## Problem
A verbatim copy of all entries is the expected output.

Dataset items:
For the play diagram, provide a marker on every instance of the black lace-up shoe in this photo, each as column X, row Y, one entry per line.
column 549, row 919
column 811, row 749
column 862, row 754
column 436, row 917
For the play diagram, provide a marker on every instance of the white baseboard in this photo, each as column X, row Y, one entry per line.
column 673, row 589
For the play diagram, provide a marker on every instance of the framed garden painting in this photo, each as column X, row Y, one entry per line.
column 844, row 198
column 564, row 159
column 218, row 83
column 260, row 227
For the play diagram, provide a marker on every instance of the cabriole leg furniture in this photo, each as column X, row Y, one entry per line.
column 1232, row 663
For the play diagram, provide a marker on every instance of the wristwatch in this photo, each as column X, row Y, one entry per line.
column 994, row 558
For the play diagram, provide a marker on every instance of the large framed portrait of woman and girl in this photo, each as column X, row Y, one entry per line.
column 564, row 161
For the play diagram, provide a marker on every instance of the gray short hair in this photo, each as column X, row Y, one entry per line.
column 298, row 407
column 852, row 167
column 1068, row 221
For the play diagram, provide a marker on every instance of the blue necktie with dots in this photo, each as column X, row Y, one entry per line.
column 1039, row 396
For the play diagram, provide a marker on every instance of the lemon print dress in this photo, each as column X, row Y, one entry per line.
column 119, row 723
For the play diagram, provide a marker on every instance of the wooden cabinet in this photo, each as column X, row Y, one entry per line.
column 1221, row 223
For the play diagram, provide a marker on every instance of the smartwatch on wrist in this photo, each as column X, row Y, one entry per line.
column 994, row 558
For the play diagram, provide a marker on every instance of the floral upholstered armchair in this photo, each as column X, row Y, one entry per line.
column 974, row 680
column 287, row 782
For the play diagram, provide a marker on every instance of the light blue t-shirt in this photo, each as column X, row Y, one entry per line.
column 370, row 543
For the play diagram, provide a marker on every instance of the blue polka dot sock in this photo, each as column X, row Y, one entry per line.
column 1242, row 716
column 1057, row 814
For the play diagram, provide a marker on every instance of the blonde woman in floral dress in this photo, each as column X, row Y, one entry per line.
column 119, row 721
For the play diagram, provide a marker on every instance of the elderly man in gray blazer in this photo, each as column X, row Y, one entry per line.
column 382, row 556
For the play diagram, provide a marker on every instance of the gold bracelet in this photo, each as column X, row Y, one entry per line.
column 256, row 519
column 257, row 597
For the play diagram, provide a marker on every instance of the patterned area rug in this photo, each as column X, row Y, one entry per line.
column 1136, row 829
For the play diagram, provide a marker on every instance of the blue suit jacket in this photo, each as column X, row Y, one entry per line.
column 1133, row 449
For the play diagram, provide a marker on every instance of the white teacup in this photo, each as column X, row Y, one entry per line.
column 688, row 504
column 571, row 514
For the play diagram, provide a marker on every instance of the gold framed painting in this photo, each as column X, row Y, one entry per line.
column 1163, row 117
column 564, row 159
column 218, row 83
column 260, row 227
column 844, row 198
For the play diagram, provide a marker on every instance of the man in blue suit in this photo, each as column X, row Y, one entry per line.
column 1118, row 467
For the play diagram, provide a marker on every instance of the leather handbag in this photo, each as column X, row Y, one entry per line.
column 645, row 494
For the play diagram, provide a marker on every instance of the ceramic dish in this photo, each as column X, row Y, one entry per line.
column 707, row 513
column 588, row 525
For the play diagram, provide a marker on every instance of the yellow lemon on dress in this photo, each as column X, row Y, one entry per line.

## Written solution
For the play diagram, provide a marker on every instance of the black lace-up shoe in this photo, each as column X, row Y, one entry per line.
column 549, row 919
column 811, row 749
column 862, row 754
column 436, row 917
For the play diagram, provide a marker on every instance of the white baseboard in this photo, each as column X, row Y, one entry per line.
column 673, row 589
For the play diagram, provide a marker on every instance of the framed garden painting in this photo, each as column X, row Y, one entry per line.
column 844, row 198
column 564, row 159
column 218, row 83
column 260, row 227
For the play diagram, provide a marker on every instance of the cabriole leg furniture in this photo, each as column X, row Y, one entry per line.
column 1232, row 663
For the play diagram, provide a marker on every instance of the wristwatch in this photo, each as column X, row Y, one entry per line.
column 994, row 558
For the play diagram, provide a marker on every instance of the large framed portrait of woman and girl in this photo, each as column X, row Y, one entry per line.
column 564, row 161
For the play diagram, provide a marker on every instance of the gray short hair in this photo, each as column X, row Y, one entry per line.
column 298, row 407
column 852, row 167
column 1068, row 221
For the play diagram, provide a marker on every instance of the blue necktie with dots in this photo, each as column X, row Y, one entry per line.
column 1039, row 396
For the play diagram, provide a marker on every instance of the lemon print dress in this photo, each as column X, row Y, one entry per line.
column 119, row 723
For the play diagram, provide a marker on every instance of the wooden cabinet in this photo, each as column X, row Y, one entry per line.
column 1221, row 223
For the play diagram, provide a marker on every instance of the smartwatch on wrist in this photo, each as column X, row Y, one entry per line.
column 994, row 558
For the play diagram, provide a marker on every instance of the floral upholstered armchair in this photo, each as column X, row Y, one entry per line.
column 974, row 680
column 287, row 782
For the play diagram, provide a marker on every instance of the light blue t-shirt in this photo, each as column X, row Y, one entry per line.
column 370, row 543
For the play diagram, provide a marker on every instance of the blue polka dot sock in this photo, each as column X, row Y, one entry per line.
column 1242, row 716
column 1057, row 814
For the play diagram, provide a marker on every instance of the blonde woman in floral dress in this photo, each as column X, row Y, one entry per line.
column 119, row 721
For the play diagram, provide a marker on every instance of the elderly man in gray blazer in this photo, each as column X, row Y, one entry per line.
column 382, row 556
For the play diagram, provide a marker on every instance of the gold bracelet in this photo, each as column X, row Y, one entry per line.
column 256, row 519
column 257, row 597
For the play diagram, provide a marker on every instance of the patterned area rug in this photo, each as column X, row Y, one entry per line.
column 1136, row 829
For the play diagram, provide a marker on every instance of the blue suit jacket in this photo, each as column X, row Y, one entry per line.
column 1133, row 449
For the play diagram, provide a marker on every instance of the white teacup in this photo, each as column X, row Y, one entry per line.
column 688, row 504
column 571, row 514
For the play diagram, provide a marker on every instance of the gold framed painting in this photo, each as column X, row Y, one entry per line.
column 1163, row 117
column 564, row 159
column 218, row 83
column 260, row 227
column 844, row 198
For the play diagram, provide a marker on every instance of the man in blue suit in this photo, each as column X, row Y, one entry per line.
column 1118, row 467
For the play diagram, provide a marker on every instance of the leather handbag in this photo, each as column X, row Y, one entry per line.
column 645, row 494
For the play diagram, provide a marker on every instance of the ceramic dish in this photo, each as column X, row Y, one entry per line.
column 707, row 513
column 588, row 525
For the play diagram, provide a marker on every instance of the yellow lemon on dress in this photo, each as column X, row Y, one entry per line.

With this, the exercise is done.